▶ **PROVIDED DATA**
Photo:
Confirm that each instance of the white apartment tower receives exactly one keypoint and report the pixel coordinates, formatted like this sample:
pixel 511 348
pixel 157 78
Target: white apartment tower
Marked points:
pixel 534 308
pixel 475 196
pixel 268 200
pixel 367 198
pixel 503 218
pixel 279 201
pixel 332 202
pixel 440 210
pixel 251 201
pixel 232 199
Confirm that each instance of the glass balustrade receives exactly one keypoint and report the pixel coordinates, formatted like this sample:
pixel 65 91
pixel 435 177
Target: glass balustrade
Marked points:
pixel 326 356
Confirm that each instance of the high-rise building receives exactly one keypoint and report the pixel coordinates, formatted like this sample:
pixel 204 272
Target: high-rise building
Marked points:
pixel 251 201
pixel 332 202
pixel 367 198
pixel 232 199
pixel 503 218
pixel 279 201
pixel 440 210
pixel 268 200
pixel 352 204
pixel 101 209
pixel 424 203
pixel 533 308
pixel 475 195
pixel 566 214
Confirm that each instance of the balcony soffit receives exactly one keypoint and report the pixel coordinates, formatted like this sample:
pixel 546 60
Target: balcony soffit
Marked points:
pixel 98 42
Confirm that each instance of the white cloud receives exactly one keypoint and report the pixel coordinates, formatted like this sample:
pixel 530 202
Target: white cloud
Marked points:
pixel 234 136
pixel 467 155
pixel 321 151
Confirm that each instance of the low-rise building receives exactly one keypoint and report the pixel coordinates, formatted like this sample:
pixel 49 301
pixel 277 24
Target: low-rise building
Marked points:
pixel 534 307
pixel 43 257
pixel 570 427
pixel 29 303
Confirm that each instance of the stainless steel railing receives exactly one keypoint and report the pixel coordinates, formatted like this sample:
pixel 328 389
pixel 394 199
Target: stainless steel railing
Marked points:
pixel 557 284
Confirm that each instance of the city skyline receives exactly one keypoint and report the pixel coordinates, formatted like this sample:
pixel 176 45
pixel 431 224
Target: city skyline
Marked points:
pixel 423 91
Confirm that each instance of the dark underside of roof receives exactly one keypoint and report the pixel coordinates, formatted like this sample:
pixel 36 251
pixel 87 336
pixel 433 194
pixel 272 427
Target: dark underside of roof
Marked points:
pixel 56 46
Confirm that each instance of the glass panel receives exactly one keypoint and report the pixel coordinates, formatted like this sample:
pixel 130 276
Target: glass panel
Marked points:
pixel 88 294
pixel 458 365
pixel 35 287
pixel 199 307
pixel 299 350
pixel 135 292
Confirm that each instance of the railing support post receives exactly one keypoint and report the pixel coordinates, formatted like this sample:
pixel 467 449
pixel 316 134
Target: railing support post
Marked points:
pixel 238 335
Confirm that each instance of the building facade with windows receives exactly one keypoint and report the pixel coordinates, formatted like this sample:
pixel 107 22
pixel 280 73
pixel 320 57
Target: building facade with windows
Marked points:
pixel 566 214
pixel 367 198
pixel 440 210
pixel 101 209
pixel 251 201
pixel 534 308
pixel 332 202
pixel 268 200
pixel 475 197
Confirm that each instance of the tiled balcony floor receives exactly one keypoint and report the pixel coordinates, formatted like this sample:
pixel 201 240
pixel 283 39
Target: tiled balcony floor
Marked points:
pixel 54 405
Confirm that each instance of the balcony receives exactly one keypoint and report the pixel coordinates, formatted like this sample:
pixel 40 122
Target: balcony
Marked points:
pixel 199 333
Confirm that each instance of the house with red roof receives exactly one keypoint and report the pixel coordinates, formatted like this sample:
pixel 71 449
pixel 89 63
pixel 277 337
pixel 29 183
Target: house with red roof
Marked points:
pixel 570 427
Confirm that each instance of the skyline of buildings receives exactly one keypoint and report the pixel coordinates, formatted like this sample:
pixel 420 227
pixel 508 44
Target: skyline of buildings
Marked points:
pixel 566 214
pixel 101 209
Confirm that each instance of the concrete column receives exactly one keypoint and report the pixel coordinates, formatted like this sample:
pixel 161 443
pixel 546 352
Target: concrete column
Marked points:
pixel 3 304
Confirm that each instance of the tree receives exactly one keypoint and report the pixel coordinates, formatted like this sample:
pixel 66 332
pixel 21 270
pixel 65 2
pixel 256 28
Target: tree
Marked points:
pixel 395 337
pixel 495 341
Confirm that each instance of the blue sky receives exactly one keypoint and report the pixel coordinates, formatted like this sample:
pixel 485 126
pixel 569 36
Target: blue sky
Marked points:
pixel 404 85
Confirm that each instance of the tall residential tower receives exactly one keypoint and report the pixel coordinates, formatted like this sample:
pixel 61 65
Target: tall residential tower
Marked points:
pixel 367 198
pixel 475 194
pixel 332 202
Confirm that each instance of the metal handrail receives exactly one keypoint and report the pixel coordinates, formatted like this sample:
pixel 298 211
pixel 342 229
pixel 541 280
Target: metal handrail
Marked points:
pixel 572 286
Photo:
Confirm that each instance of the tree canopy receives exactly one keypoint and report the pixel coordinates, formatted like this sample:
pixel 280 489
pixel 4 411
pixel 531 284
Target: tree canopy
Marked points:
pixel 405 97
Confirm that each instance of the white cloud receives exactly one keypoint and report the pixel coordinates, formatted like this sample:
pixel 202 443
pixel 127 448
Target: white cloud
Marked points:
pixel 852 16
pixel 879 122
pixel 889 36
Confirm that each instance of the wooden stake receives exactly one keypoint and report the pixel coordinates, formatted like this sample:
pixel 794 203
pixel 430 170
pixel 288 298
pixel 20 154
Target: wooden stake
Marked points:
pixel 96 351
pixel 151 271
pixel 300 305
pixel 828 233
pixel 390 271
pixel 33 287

▶ **DESCRIPTION OF THE TASK**
Can you format every line of the records above as a numbered list, skipping any blank lines?

▶ **ANSWER FOR THIS EXERCISE**
1. Photo:
2. Confirm that each instance of the white apartment tower receives exactly one keypoint and report the pixel coordinates, formatted like this sample:
3. pixel 511 348
4. pixel 157 78
5. Target: white apartment tower
6. Marked points:
7. pixel 534 308
8. pixel 475 196
9. pixel 268 200
10. pixel 367 198
11. pixel 503 218
12. pixel 279 201
13. pixel 332 202
14. pixel 440 210
15. pixel 251 201
16. pixel 232 199
17. Confirm that each instance of the glass balustrade receives exactly one keypoint and report the pixel coordinates, formatted like this sample:
18. pixel 65 91
19. pixel 435 177
20. Target: glass balustrade
21. Marked points:
22. pixel 326 356
23. Confirm that each instance of the high-rise building receives exactly one keypoint and report the pixel coordinates, formatted like this sample:
24. pixel 204 272
25. Target: high-rise building
26. Marked points:
27. pixel 251 201
28. pixel 332 202
29. pixel 367 198
30. pixel 232 199
31. pixel 503 218
32. pixel 279 201
33. pixel 440 210
34. pixel 268 200
35. pixel 352 204
36. pixel 101 209
37. pixel 424 203
38. pixel 533 308
39. pixel 475 195
40. pixel 566 214
41. Confirm that each instance of the balcony soffit receives exactly one keypoint and report the pixel coordinates, formatted like this sample:
42. pixel 546 60
43. Target: balcony soffit
44. Marked points:
45. pixel 98 42
46. Confirm that each instance of the white cloud receives exactly one keypoint and report the pixel coordinates, formatted like this sample:
47. pixel 530 202
48. Target: white cloud
49. Marked points:
50. pixel 234 136
51. pixel 467 155
52. pixel 321 151
53. Confirm that each instance of the low-rise building receives exactly one keypoint and report the pixel coordinates, formatted like this sample:
54. pixel 49 301
55. pixel 277 24
56. Target: low-rise building
57. Marked points:
58. pixel 534 307
59. pixel 43 257
60. pixel 570 427
61. pixel 29 303
62. Confirm that each instance of the stainless steel railing receives exactly one keypoint and report the pixel coordinates, formatted like this sample:
63. pixel 328 389
64. pixel 394 199
65. Target: stainless steel railing
66. Marked points:
67. pixel 557 284
68. Confirm that each instance of the city skyline receives exactly one keypoint and report the pixel coordinates, formatted like this sample:
69. pixel 176 45
70. pixel 431 224
71. Target: city skyline
72. Marked points:
73. pixel 423 91
74. Confirm that each instance of the dark underside of roof receives exactly one keypoint and report the pixel coordinates, formatted like this sample:
75. pixel 36 251
76. pixel 87 336
77. pixel 433 194
78. pixel 272 427
79. Target: dark underside of roof
80. Marked points:
81. pixel 56 46
82. Confirm that each instance of the glass panel receives exactly one keypoint and report the pixel coordinates, formatted like this sample:
83. pixel 130 276
84. Target: glass panel
85. Marked points:
86. pixel 88 294
87. pixel 458 365
88. pixel 35 287
89. pixel 199 307
90. pixel 299 350
91. pixel 135 292
92. Confirm that each instance of the railing support post receives exactly one keypoint and report the pixel coordinates, formatted like this sample:
93. pixel 467 449
94. pixel 316 134
95. Target: railing support post
96. Marked points:
97. pixel 238 335
98. Confirm that each instance of the building facade with windows receives exactly one keypoint and report the pixel coordinates, formatted like this sample:
99. pixel 107 22
100. pixel 280 73
101. pixel 320 57
102. Target: building facade with windows
103. Marked points:
104. pixel 566 214
105. pixel 367 198
106. pixel 440 210
107. pixel 101 209
108. pixel 251 201
109. pixel 534 308
110. pixel 332 202
111. pixel 268 200
112. pixel 475 197
113. Confirm that each instance of the tiled balcony floor receives exactly one keypoint and report the pixel coordinates, formatted like this sample:
114. pixel 201 240
115. pixel 283 39
116. Target: tiled balcony floor
117. Marked points:
118. pixel 54 405
119. Confirm that each instance of the balcony receives exactly one keypoint and report the pixel coordinates, formatted like this sample:
120. pixel 40 122
121. Target: balcony
122. Marked points:
123. pixel 199 333
124. Confirm that each instance of the house with red roof receives exactly one keypoint and report the pixel coordinates, formatted like this sample:
125. pixel 71 449
126. pixel 89 63
127. pixel 277 337
128. pixel 29 183
129. Target: house with red roof
130. Marked points:
131. pixel 570 427
132. Confirm that each instance of the skyline of buildings receives exactly one keypoint and report the pixel coordinates, formatted like this sample:
133. pixel 420 227
134. pixel 508 44
135. Target: skyline of buildings
136. Marked points:
137. pixel 566 214
138. pixel 101 209
139. Confirm that each instance of the concrete column receives exactly one keypoint and report the pixel coordinates, formatted like this sample:
140. pixel 161 443
141. pixel 546 352
142. Target: concrete column
143. Marked points:
144. pixel 3 304
145. Confirm that each instance of the tree receives exactly one keypoint and report the pixel coordinates, formatted like this sample:
146. pixel 66 332
147. pixel 21 270
148. pixel 65 2
149. pixel 256 28
150. Target: tree
151. Marked points:
152. pixel 395 337
153. pixel 495 341
154. Confirm that each instance of the blue sky receives exactly one keypoint and report the pixel coordinates, formatted like this sample:
155. pixel 485 126
156. pixel 569 36
157. Target: blue sky
158. Marked points:
159. pixel 404 85
160. Confirm that each instance of the tall residential tower receives exactly one keypoint and report the pixel coordinates, formatted like this sample:
161. pixel 61 65
162. Target: tall residential tower
163. Marked points:
164. pixel 367 198
165. pixel 475 194
166. pixel 332 202
167. Confirm that each instance of the metal handrail receives exactly one keypoint and report the pixel coordinates, formatted like this sample:
168. pixel 298 211
169. pixel 342 229
170. pixel 541 280
171. Target: metal handrail
172. Marked points:
173. pixel 572 286
174. Photo:
175. Confirm that each instance of the tree canopy receives exactly one keypoint and report the pixel coordinates, formatted like this sample:
176. pixel 280 489
177. pixel 4 411
178. pixel 531 284
179. Target: tree canopy
180. Marked points:
181. pixel 405 97
182. Confirm that each instance of the white cloud receives exactly one keypoint and report the pixel coordinates, formatted like this sample:
183. pixel 202 443
184. pixel 127 448
185. Target: white cloud
186. Marked points:
187. pixel 852 16
188. pixel 879 122
189. pixel 889 36
190. Confirm that each instance of the wooden stake receives exactly one keypoint and report the pixel coordinates, formatted like this sample:
191. pixel 794 203
192. pixel 430 170
193. pixel 288 298
194. pixel 20 154
195. Target: wooden stake
196. Marked points:
197. pixel 96 351
198. pixel 151 271
199. pixel 300 305
200. pixel 828 233
201. pixel 390 271
202. pixel 33 287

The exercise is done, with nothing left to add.